Comment traduire en anglais cette phrase de l'extrait de page : « Il n’est pas de numérique responsable pour une organisation irresponsable. » ?

Extrait de page >>
###

Arviva, “pas de site vivant sur une planète morte”
Alors, le site de Bleu Matin est-il convivial ? Le point d’interrogation l’indique : nous vous en laissons juge, en vous apportant quelques éléments pour former votre avis. Il indique également qu’aucun tampon reconnu ne permet de l’affirmer définitivement : de multiples outils et référentiels existent, mais adressent tous une partie de la problématique ou un scope bien plus large, non adapté à un simple site vitrine. Comment se fixer un cadre dans ce contexte ?
Nous nous sommes basés sur deux référentiels principaux (Numérique d’Intérêt Général et le GR491, référentiel de l’Institut Numérique Responsable) ainsi que sur nos connaissances pour définir les quatre objectifs de notre site :
Un choix simple mais structurant nous a permis de faire une grande partie du chemin : opter pour une conception sobre (et toujours conviviale), centrée sur l’essentiel. Nous expliquons dans les sections suivantes comment le design facilite l’atteinte des objectifs précités et quelles actions spécifiques nous avons mises en œuvre.
La sobriété du design améliore également l’accessibilité : un site allégé est plus rapide et plus facile à naviguer, ce qui est essentiel pour les personnes avec des connexions internet limitées ou des appareils moins performants. Cela facilite aussi l’adaptation aux normes d’accessibilité, garantissant que chacun, quelles que soient ses capacités, puisse bénéficier de nos services.
Le point 1.1 du Numérique d’Intérêt Général explique : “Le premier critère pour caractériser un numérique d’intérêt général est lié aux objectifs stratégiques servis par l’outil ou le service numérique. L’outil s’intègre dans un projet, qu’il s’agisse de la raison d’être et du modèle économique d’une entreprise privée ou d’une politique publique mise en œuvre par un ministère ou une collectivité locale. Il n’est pas de numérique responsable pour une organisation irresponsable.”
Je me permets d’être concis pour ce point : un site vitrine pour un studio web est presque indispensable (même si nous fêtons notre première année avec un site qui partageait uniquement notre email de contact) et notre activité est dédiée à des applications d’utilité sociale (et environnementale). Le besoin d’avoir plus d’informations sur Bleu Matin nous a d’ailleurs été exprimé à de multiples reprises. Voilà enfin une première carte de visite pour y répondre :).

###

Jeu de données >>
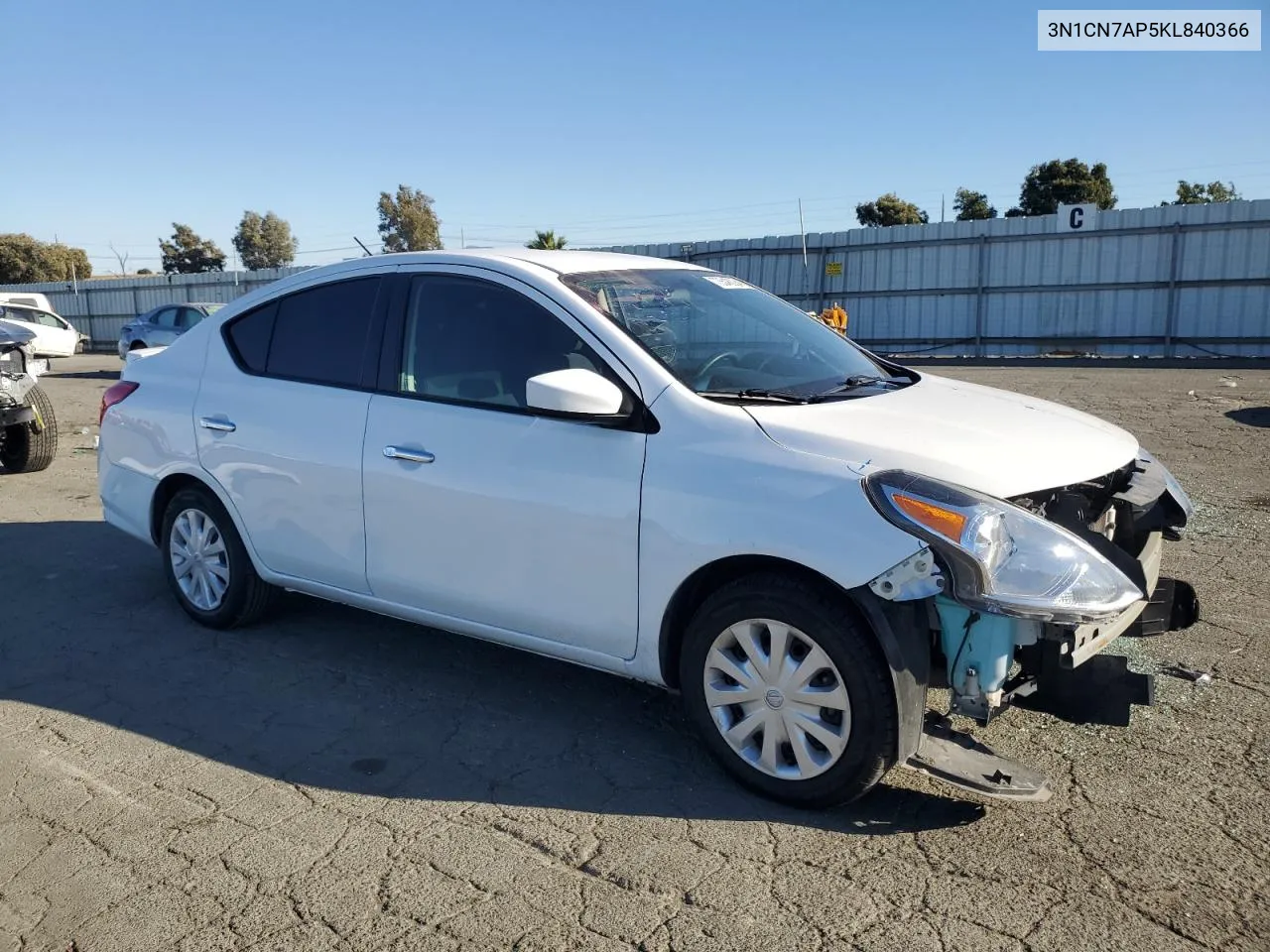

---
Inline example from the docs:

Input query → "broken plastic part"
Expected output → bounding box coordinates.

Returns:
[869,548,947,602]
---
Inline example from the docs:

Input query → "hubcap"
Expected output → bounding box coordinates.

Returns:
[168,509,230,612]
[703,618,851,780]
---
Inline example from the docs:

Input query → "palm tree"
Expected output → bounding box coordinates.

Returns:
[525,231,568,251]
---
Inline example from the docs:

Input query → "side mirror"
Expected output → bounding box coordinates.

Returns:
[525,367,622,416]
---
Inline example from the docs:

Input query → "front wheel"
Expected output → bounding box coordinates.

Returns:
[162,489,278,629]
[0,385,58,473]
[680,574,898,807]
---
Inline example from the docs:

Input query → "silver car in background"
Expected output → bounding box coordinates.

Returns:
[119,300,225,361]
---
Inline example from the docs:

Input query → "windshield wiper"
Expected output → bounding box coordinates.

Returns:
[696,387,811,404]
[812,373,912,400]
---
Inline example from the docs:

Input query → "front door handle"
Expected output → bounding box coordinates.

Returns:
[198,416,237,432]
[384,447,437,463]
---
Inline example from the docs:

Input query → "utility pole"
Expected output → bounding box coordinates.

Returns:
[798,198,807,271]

###

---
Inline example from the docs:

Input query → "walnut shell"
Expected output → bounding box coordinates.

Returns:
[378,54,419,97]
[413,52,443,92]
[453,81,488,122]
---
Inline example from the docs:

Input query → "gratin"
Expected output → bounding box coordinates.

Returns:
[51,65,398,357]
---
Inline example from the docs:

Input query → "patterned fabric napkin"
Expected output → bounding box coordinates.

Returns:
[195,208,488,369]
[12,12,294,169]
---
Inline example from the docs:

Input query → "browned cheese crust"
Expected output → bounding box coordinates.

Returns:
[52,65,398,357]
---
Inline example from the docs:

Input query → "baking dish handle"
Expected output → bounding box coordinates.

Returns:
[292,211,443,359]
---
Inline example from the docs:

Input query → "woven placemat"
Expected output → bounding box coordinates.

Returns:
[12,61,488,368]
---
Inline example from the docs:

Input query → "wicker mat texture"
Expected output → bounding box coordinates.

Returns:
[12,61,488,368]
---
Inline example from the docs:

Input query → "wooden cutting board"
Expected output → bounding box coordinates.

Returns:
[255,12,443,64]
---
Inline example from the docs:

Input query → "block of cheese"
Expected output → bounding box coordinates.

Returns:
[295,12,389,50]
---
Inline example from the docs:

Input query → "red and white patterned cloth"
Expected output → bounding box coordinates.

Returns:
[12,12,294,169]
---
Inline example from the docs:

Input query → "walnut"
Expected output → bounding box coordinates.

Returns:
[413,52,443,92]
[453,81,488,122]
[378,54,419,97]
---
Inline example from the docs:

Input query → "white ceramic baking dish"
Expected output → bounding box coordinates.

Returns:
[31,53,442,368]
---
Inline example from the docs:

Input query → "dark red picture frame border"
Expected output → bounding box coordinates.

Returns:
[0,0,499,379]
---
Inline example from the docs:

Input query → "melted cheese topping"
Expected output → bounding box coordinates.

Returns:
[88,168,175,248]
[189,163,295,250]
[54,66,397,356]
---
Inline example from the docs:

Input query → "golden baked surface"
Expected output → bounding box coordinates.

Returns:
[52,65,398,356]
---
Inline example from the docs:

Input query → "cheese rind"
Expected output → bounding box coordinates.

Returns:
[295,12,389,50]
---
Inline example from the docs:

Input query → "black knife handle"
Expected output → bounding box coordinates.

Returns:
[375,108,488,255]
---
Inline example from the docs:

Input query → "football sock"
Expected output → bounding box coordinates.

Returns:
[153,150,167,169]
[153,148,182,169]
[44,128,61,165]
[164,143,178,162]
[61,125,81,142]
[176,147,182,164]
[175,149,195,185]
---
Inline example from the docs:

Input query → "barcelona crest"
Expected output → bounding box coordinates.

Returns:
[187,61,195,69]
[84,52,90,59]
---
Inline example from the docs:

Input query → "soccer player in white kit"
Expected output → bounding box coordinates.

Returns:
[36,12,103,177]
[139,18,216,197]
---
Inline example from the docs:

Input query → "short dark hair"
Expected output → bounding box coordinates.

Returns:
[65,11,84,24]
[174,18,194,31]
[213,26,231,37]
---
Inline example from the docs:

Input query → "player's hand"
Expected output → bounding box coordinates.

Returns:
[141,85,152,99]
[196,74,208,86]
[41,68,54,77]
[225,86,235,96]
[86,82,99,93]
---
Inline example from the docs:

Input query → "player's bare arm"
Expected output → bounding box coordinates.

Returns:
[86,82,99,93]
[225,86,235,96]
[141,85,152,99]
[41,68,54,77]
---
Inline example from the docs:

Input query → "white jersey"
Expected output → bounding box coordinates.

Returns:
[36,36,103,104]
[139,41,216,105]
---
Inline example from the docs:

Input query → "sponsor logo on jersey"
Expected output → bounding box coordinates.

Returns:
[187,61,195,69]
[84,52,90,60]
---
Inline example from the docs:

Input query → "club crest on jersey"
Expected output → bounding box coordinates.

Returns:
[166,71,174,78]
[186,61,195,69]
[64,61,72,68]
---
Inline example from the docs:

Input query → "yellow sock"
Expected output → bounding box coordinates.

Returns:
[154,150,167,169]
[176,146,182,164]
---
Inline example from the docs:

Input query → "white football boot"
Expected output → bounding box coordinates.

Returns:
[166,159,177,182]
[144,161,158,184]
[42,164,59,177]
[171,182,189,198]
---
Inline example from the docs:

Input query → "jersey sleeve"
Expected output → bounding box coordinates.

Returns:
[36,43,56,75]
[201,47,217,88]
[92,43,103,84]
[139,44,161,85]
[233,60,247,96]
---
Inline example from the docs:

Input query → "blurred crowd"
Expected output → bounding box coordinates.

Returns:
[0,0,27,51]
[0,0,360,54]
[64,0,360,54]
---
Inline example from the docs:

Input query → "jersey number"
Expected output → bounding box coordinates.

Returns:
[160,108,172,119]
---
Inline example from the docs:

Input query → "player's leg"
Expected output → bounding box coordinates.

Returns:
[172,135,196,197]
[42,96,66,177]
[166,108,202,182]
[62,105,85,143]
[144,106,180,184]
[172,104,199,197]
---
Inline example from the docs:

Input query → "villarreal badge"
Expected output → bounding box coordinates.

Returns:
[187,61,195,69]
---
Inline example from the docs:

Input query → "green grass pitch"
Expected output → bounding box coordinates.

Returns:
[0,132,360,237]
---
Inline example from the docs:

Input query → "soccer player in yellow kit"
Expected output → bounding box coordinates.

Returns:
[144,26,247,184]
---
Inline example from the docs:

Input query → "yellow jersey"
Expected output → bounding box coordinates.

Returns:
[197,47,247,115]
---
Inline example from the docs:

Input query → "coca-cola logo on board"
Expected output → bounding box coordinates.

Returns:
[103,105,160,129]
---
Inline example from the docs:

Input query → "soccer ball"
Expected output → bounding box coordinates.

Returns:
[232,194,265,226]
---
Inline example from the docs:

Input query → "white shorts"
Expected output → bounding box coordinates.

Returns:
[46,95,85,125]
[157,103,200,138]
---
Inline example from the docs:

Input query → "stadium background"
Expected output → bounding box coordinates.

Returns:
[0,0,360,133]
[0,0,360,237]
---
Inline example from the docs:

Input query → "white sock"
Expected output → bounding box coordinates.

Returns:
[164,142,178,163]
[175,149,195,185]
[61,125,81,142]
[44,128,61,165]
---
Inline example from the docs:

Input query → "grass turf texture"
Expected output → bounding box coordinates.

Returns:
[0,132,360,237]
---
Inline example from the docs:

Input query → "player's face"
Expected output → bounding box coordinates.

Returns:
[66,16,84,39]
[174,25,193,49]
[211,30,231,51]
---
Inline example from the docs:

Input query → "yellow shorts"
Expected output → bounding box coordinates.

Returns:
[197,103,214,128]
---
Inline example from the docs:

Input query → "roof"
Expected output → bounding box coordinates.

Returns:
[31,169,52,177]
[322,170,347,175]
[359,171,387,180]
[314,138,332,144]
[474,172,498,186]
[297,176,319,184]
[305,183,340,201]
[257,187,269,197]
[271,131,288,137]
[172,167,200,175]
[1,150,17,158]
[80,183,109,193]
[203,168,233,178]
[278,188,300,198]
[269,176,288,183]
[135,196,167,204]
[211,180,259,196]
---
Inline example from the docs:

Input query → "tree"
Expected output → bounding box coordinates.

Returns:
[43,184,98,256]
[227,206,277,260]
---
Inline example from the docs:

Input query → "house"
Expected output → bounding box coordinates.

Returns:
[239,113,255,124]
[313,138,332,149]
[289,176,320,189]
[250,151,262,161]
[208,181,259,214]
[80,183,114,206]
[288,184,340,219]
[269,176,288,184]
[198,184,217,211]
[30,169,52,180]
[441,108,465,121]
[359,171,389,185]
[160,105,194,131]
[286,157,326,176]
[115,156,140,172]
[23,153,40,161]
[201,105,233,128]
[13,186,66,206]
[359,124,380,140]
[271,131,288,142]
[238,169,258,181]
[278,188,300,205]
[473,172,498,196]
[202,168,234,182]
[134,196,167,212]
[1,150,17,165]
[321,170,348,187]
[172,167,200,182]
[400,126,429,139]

###

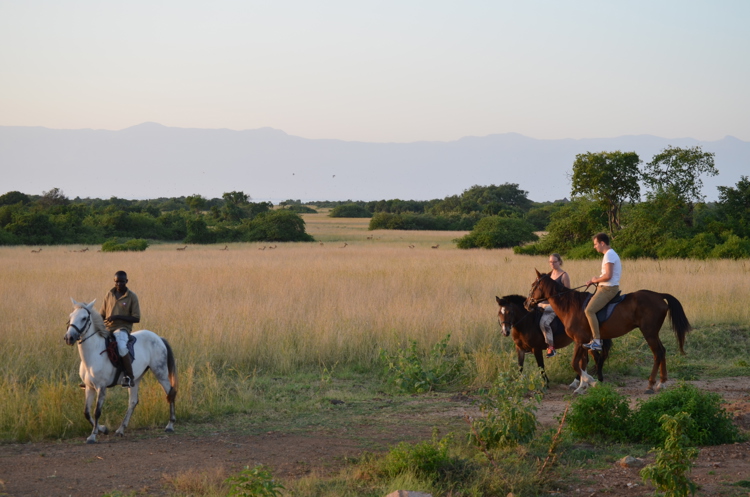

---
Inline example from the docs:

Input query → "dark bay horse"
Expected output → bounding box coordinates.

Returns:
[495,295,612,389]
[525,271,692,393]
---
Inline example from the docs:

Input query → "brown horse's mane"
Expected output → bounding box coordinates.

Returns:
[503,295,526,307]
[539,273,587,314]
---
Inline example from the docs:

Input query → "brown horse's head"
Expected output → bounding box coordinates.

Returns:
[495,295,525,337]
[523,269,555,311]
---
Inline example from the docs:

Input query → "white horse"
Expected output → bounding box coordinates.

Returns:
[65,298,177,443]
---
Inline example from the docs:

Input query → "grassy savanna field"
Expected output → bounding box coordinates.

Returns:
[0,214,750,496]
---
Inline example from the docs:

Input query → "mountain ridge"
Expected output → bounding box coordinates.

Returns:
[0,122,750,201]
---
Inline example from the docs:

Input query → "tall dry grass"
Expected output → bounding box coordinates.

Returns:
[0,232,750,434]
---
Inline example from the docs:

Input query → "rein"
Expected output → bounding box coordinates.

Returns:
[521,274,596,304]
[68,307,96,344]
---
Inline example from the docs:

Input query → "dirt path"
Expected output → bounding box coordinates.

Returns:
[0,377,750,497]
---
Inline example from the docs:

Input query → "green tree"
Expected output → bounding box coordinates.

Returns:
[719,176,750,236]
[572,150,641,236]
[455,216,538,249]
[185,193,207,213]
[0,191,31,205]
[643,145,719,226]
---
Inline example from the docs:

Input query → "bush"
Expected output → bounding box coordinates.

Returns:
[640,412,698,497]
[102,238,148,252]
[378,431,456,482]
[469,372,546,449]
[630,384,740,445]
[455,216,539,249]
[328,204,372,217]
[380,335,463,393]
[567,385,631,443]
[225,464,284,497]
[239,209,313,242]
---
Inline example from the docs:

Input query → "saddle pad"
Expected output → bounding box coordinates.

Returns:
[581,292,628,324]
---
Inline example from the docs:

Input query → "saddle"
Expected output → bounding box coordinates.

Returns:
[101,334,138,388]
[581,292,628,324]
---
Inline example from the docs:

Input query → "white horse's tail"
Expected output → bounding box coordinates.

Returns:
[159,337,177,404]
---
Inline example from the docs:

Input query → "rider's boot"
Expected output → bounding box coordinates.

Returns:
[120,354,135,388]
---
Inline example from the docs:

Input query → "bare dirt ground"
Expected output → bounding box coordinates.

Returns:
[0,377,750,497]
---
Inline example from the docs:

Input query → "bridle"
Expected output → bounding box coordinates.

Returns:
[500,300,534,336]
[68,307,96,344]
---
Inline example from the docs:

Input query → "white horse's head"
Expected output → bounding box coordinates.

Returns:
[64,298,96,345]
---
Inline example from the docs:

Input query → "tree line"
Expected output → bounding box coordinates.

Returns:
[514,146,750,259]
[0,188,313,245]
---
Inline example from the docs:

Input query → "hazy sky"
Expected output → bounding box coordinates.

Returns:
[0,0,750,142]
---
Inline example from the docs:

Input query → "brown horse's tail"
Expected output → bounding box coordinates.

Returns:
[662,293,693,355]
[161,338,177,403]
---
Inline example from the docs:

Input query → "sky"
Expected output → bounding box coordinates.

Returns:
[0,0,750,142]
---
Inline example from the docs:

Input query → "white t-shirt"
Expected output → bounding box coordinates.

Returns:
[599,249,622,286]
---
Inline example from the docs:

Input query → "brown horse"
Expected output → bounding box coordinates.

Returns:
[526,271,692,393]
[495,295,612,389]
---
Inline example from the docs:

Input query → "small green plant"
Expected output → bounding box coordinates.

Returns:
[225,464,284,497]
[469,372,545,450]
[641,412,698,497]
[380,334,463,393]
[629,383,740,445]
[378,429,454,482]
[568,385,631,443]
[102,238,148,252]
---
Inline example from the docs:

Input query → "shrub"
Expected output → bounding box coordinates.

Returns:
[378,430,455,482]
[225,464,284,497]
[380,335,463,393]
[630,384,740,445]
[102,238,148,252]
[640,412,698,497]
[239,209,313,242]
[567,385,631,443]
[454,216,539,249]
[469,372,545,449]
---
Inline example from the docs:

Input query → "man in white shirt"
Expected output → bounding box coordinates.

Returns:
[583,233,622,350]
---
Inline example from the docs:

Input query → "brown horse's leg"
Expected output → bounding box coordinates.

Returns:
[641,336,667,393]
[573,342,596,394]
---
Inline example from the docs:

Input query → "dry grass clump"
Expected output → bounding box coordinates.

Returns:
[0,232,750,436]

###

Solution >> There is no responsible digital technology for an irresponsible organization.